> **Provided passage**:
Please note and let it be forever etched in your consciousness, that this is the most drastic change that could ever take place in a human life. From absolute and hopeless death and rejection, we were brought to a position of absolute and unshakable security in the presence of God, our Father. It is very important to see that this was accomplished through His cross, and that it was by one Spirit, that is the Holy Spirit, that both Jew and Gentile now have their access to the Father. It is a change, a reconciliation, a uniting, that could only have been accomplished that way.

Never, if we stayed alive and did good deeds for eternity, could we have had the life that God gives, or the fellowship that is found in Him, or been acceptable in His site, without Christ’s atoning work on Calvary’s cross, and the regenerating, sanctifying work of the Holy Spirit.

Paul has adopted a sort of ‘building’ theme in the closing verses of this chapter to teach us some vitally important truths about the church and her relationship to her Lord.

But before we go there, I want to make some things very clear to you concerning this union, this unity, that has been wrought by the Holy Spirit of Christ.

I was honored to preach at the Uncompahgre Baptist Association Annual Meeting, in Paonia, Colorado this past year. The title of my sermon there was “Scriptural Unity”, and it was taken from these same verses in Ephesians 2. Anyone interested in reading more detail concerning what I’m saying here today is welcome to have a copy of that sermon. For now I’ll just capsulate that message and move on to our main focus for today.

We do a lot of talking in the church, about unity. We sing “We Are One In The Bond of Love” as we hold hands and try not to look each other in the eye because, contrary to what the musicals of the 40’s and 50’s portray for us, we do not like to gaze into one another’s eyes while we’re singing. We feel stupid.

We talk about keeping unity in our dealings with one another, and some pastors spend a very large percentage of their time exhorting their people to stop bickering and work toward unity.

I want you to see that in these verses, when Paul is talking about Christ breaking down the barrier of the dividing wall, and establishing peace by making both groups into one new man, and by His Spirit giving us access to the Father, and making us fellow citizens with the saints and members of God’s household as beloved children, he is talking about a unity ~ scriptural unity ~ that is entirely brought about by the Holy Spirit of God, in Christ.

That is to say, He assembles us in one body, ushers us into the presence of the Father, through the shed blood of Christ.

This is not a unity that we work toward, not a unity that we could have had any part in establishing. It is the work of the Holy Spirit entirely, and now it is on us only to be diligent in preserving the outward manifestation of that unity, in a bond of peace.

Listen,... I’m speaking in italics now because this is important for you to get...

When believers behave contrary to this unity; that is, when they gossip and backbite and bicker and reject one another, and all the other nasty, unloving, ungodly things that we do to one another, what we are really doing is expressing unbelief. We, by our selfish behavior, are denying the unity that the Spirit has wrought, and in essence, saying ‘I am not united with this one’.

It is the same as saying that the one we are despising is not in the family of God; and what right does any of us have, to say that?

But John was writing by inspiration of the Holy Spirit when he said, “If someone says, ‘I love God,’ and hates his brother, he is a liar; for the one who does not love his brother whom he has seen, cannot love God whom he has not seen’.” (I Jn. 4:20)

So you see, we are not under obligation to bring about unity in the body, Christian. We are simply to understand that He has made us into one new man, reconciled to the Father through the blood of His cross, and given equal and 24/7 access to the throne of the Father by His Spirit, and then behave toward one another accordingly.

> **Given records**:
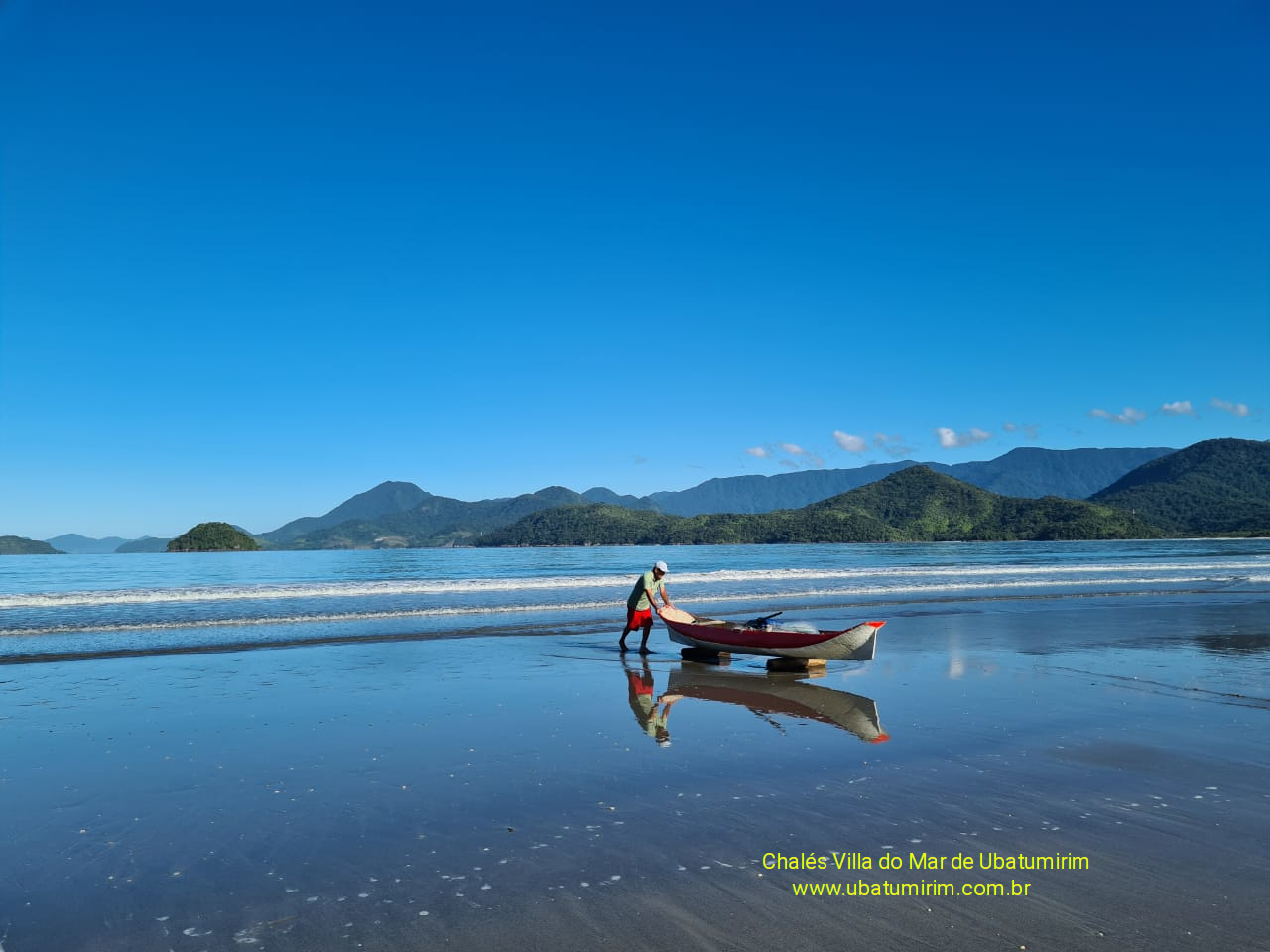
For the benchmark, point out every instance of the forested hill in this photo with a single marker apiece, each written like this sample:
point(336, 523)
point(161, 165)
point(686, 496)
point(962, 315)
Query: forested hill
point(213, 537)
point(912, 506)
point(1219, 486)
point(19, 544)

> **Task description**: Reproduce the sermon excerpt word for word, from "Never, if we" up to and including "the Holy Spirit.". Work only from the sermon excerpt.

> **The solution**:
Never, if we stayed alive and did good deeds for eternity, could we have had the life that God gives, or the fellowship that is found in Him, or been acceptable in His site, without Christ’s atoning work on Calvary’s cross, and the regenerating, sanctifying work of the Holy Spirit.